[Object point labels]
- - -

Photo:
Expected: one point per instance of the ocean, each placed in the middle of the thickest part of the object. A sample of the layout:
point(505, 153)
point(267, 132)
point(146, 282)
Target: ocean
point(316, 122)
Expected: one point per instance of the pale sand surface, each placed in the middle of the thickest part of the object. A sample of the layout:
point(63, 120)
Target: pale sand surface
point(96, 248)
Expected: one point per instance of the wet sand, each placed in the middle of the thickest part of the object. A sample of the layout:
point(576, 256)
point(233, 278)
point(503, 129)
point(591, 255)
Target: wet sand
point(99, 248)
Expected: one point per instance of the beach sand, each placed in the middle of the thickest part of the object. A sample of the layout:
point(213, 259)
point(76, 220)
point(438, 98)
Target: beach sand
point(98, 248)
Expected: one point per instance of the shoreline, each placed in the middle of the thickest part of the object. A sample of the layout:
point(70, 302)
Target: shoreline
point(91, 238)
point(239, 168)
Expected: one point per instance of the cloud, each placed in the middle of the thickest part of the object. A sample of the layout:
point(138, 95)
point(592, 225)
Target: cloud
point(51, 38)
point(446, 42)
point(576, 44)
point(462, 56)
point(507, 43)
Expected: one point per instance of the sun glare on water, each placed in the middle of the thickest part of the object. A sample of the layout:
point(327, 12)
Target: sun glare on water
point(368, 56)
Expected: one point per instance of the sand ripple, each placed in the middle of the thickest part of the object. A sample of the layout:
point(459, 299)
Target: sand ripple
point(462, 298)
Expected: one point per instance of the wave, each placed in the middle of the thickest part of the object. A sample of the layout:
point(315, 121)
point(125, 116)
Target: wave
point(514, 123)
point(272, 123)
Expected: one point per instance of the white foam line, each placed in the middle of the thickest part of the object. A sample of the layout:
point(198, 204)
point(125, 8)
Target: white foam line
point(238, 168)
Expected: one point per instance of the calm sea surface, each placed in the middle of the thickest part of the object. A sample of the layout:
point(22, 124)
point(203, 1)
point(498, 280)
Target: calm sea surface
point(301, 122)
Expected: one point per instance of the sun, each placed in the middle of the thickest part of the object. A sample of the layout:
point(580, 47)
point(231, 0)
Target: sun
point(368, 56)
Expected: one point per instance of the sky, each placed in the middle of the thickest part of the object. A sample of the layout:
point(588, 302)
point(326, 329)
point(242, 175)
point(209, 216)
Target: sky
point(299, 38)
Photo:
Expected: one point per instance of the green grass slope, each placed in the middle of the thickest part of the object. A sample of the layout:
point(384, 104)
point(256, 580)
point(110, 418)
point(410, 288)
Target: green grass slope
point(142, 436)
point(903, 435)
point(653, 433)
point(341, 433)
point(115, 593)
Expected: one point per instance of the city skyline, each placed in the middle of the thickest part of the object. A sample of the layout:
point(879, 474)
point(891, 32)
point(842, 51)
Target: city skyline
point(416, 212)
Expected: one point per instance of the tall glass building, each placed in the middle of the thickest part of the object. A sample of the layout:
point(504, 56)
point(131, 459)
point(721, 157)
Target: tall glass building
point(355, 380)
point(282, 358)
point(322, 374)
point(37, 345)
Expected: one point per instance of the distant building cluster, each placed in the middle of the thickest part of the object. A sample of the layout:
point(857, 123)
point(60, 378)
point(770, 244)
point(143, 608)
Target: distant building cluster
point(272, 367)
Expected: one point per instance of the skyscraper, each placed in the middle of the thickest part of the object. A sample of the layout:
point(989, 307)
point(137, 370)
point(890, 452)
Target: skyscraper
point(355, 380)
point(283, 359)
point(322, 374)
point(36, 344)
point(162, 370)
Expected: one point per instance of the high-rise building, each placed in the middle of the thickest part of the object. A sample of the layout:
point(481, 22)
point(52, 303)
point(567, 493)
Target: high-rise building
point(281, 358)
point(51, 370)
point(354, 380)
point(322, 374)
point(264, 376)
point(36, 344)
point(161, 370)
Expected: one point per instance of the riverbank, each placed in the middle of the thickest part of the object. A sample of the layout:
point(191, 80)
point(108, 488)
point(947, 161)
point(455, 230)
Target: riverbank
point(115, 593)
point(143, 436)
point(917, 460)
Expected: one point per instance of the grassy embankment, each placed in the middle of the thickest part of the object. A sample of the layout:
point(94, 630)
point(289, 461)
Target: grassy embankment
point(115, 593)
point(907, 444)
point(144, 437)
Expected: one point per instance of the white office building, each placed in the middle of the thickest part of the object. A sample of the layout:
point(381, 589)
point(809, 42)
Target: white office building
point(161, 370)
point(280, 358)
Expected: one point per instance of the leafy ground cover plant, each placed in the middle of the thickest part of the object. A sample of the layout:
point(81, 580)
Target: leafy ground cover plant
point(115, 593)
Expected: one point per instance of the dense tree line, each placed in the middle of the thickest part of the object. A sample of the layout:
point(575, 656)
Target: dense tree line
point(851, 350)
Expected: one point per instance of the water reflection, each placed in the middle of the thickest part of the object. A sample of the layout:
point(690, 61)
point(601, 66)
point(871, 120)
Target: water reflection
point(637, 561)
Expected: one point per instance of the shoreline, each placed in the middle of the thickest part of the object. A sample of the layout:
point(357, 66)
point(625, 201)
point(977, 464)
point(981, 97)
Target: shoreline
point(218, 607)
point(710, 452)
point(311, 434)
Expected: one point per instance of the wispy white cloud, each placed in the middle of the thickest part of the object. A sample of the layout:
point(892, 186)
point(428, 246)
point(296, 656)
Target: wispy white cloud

- - -

● Task prompt
Copy the material above line for line, changing nothing.

● Reply
Photo:
Expected: one point per instance of the ocean, each placed in the middle of the thickest part of the object. A sample of the layout:
point(505, 153)
point(267, 132)
point(146, 282)
Target: ocean
point(316, 122)
Expected: one point per instance of the pale sand surface, each placed in the middle of the thickest part of the object. A sample of the layout:
point(63, 120)
Target: pale sand surface
point(96, 248)
Expected: one point per instance of the wet sand, each placed in the middle of the thickest part of the object. A sample of the layout:
point(576, 256)
point(233, 278)
point(503, 129)
point(591, 255)
Target: wet sand
point(99, 248)
Expected: one point per instance of the beach sand, each placed in the middle of the thickest part of the object. A sample of the layout:
point(213, 259)
point(76, 220)
point(438, 98)
Target: beach sand
point(98, 248)
Expected: one point per instance of the shoreline, each placed in the middle of the thickest part of the object. A sample of the layout:
point(70, 302)
Target: shoreline
point(91, 238)
point(239, 168)
Expected: one point per instance of the cloud, each placed in the middle of the thickest part of the object. A sample of the layout:
point(138, 95)
point(592, 225)
Target: cloud
point(51, 38)
point(446, 42)
point(576, 44)
point(462, 56)
point(507, 43)
Expected: one point per instance of the sun glare on water, each placed in the middle of the thickest part of the object. A sample of the layout:
point(327, 12)
Target: sun glare on water
point(368, 56)
Expected: one point per instance of the sand ripple, each placed in the middle of the thickest part of the object. A sample of the layout:
point(459, 299)
Target: sand ripple
point(462, 298)
Expected: one point per instance of the wave, each placed in the middle of the thickest part of the object. A sample of the layout:
point(315, 121)
point(125, 116)
Target: wave
point(514, 123)
point(272, 123)
Expected: one point per instance of the white foam line, each placed in the middle of the thickest part of the object. A sample of the layout:
point(198, 204)
point(125, 8)
Target: white foam line
point(238, 168)
Expected: one point per instance of the calm sea surface, each placed in the middle of the thickest part of the object. A sample of the layout:
point(22, 124)
point(203, 1)
point(498, 280)
Target: calm sea surface
point(301, 122)
Expected: one point per instance of the sun, each placed in the middle of the thickest part of the object. A sample of the layout:
point(580, 47)
point(231, 0)
Target: sun
point(368, 56)
Expected: one point per instance of the sky, each placed in the middle of the thickest part of the object. A sample of the layout:
point(588, 302)
point(326, 329)
point(242, 175)
point(209, 216)
Target: sky
point(299, 38)
Photo:
Expected: one point per instance of the green grass slope, each placed in the middle of the thickest part of the object. A sample of the layout:
point(384, 104)
point(256, 580)
point(110, 418)
point(410, 288)
Target: green grass slope
point(142, 436)
point(903, 435)
point(653, 433)
point(341, 433)
point(115, 593)
Expected: one point per instance of the city skyline, each placed in the middle of the thickest part of the object. A sample of the layout:
point(879, 474)
point(891, 32)
point(842, 51)
Target: city skyline
point(416, 212)
Expected: one point per instance of the tall glass building, each placed in the middle of the thickest part of the object. A sample of the layout:
point(504, 56)
point(131, 459)
point(721, 157)
Target: tall glass building
point(355, 380)
point(282, 358)
point(322, 374)
point(37, 345)
Expected: one point per instance of the distant building cluster, each placed in the middle of the thickest part of the object. A sample of the layout:
point(857, 123)
point(60, 378)
point(770, 244)
point(143, 608)
Target: distant building cluster
point(272, 367)
Expected: one point per instance of the skyscraper, each placed in the middle of the thickest part of the object. A sample of the layout:
point(989, 307)
point(137, 370)
point(890, 452)
Target: skyscraper
point(355, 380)
point(283, 359)
point(322, 374)
point(36, 344)
point(162, 370)
Expected: one point per instance of the high-rise building, each placed in the middle of the thickest part of the object. A sample of the layout:
point(481, 22)
point(52, 303)
point(567, 493)
Target: high-rise building
point(281, 358)
point(51, 370)
point(354, 380)
point(322, 374)
point(264, 376)
point(36, 344)
point(161, 370)
Expected: one point per instance of the riverbank, each placed in the middle of the thickest part of the object. A sample of the layout:
point(191, 80)
point(108, 488)
point(947, 161)
point(455, 230)
Target: riverbank
point(115, 593)
point(143, 436)
point(917, 460)
Expected: one point per instance of the grassy embankment, each placed in the middle of the thickest part of the object. A sample of the layout:
point(94, 630)
point(289, 461)
Target: grassy embankment
point(115, 593)
point(907, 444)
point(144, 437)
Expected: one point per instance of the white office building, each placed in the middle of the thickest part of the object. A sample of the layout:
point(381, 589)
point(809, 42)
Target: white office building
point(161, 370)
point(280, 358)
Expected: one point per instance of the leafy ground cover plant, each placed in the middle of the thickest part of the object. A sample of the layout:
point(81, 580)
Target: leafy ground cover plant
point(115, 593)
Expected: one point per instance of the dense tree line, each placed in the middle of the thickest part of the object. A sample of the layout:
point(575, 656)
Target: dense tree line
point(851, 350)
Expected: one point per instance of the water reflection, each placed in the middle of the thickest part of the object. A sample of the layout:
point(690, 61)
point(601, 66)
point(871, 120)
Target: water reflection
point(637, 561)
Expected: one point per instance of the shoreline, each placed in the middle of the thickest part of the object. A sample of the layout:
point(357, 66)
point(625, 201)
point(977, 464)
point(981, 97)
Target: shoreline
point(218, 607)
point(710, 452)
point(311, 434)
Expected: one point per instance of the wispy white cloud, each placed in the middle of the thickest part of the object. A sample of the layout:
point(892, 186)
point(428, 246)
point(296, 656)
Target: wispy white cloud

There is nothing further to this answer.